Posted on | June 22, 2011 | 9 Comments
The vibrant cover of this book caught my attention while I was drifting through eighteen miles of books in New York a couple of months ago, and I ended up purchasing it. In The Miso Soup and Piercing have been on my radar for a few months, but considering that this is semi-autobiographical, I thought that it’s a good place to start.
This coming-of-age story starts in 1969 when the narrator, Ken, is a lazy selfish self-satisfied adolescent living in a small town in Japan (in westerrn Kyushu), with just one objective in life: getting attention from the fairer sex, and he is ready to go to some pretty extreme lengths, dragging his friends with him.
Inspired by the political movements around him, the Beatles and the Stones, Rimbauld and Camus, Hendrix and Simon & Garfunkel (god, don’t you love the sixties?), Kensuke “Ken” Yazaki, aspires to be a rebel, to stand out, and win the affections of his Lady Jane.
This is a light-hearted fun book, filled with moments of hilarity, and occasional moments of utter disbelief. Much like the song (Summer of ’69), the book does seem to recount some of the “best days” of Ken’s life. One of those people who manages to influence those around him very easily, in the span of a year, Ken organises a rock festival to blow away the minds of the girls, barricades the school under the pretext of political ideals and communism (when he doesn’t really care either way), gets suspended from school for over a hundred days, films a movie for the festival on an 8mm camera, and manages to get on the wrong side of the yakuzas. All to impress Lady Jane.
Adama and I looked at each other. I can’t stand myself. That was one line a seventeen-year-old must never, ever let himself say — unless he was trying to make it with some chick. [...] But certain phrases were taboo, and you cast a shadow on the rest of your life if you uttered them.

**GIVEN EXERCISE A**
Reproduce the entries that follow, every line of them, without changing a character.

**DATA FOR THIS EXERCISE**
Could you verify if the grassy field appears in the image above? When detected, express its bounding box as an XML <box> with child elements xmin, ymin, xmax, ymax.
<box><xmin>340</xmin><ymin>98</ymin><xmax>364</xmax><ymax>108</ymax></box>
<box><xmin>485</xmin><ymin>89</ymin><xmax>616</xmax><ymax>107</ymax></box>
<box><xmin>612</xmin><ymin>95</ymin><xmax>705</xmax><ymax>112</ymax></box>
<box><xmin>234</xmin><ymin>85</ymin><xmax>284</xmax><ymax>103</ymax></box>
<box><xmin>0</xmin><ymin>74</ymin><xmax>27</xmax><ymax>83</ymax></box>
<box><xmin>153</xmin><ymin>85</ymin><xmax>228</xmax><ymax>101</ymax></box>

**GIVEN EXERCISE B**
In the book review, transcribe the passage that begins at "This coming-of-age story" and ends after "friends with him.", keeping every word and mark unchanged.

**WRITTEN REPLY A**
Could you verify if the grassy field appears in the image above? When detected, express its bounding box as an XML <box> with child elements xmin, ymin, xmax, ymax.
<box><xmin>340</xmin><ymin>98</ymin><xmax>364</xmax><ymax>108</ymax></box>
<box><xmin>485</xmin><ymin>89</ymin><xmax>616</xmax><ymax>107</ymax></box>
<box><xmin>612</xmin><ymin>95</ymin><xmax>705</xmax><ymax>112</ymax></box>
<box><xmin>234</xmin><ymin>85</ymin><xmax>284</xmax><ymax>103</ymax></box>
<box><xmin>0</xmin><ymin>74</ymin><xmax>27</xmax><ymax>83</ymax></box>
<box><xmin>153</xmin><ymin>85</ymin><xmax>228</xmax><ymax>101</ymax></box>

**WRITTEN REPLY B**
This coming-of-age story starts in 1969 when the narrator, Ken, is a lazy selfish self-satisfied adolescent living in a small town in Japan (in westerrn Kyushu), with just one objective in life: getting attention from the fairer sex, and he is ready to go to some pretty extreme lengths, dragging his friends with him.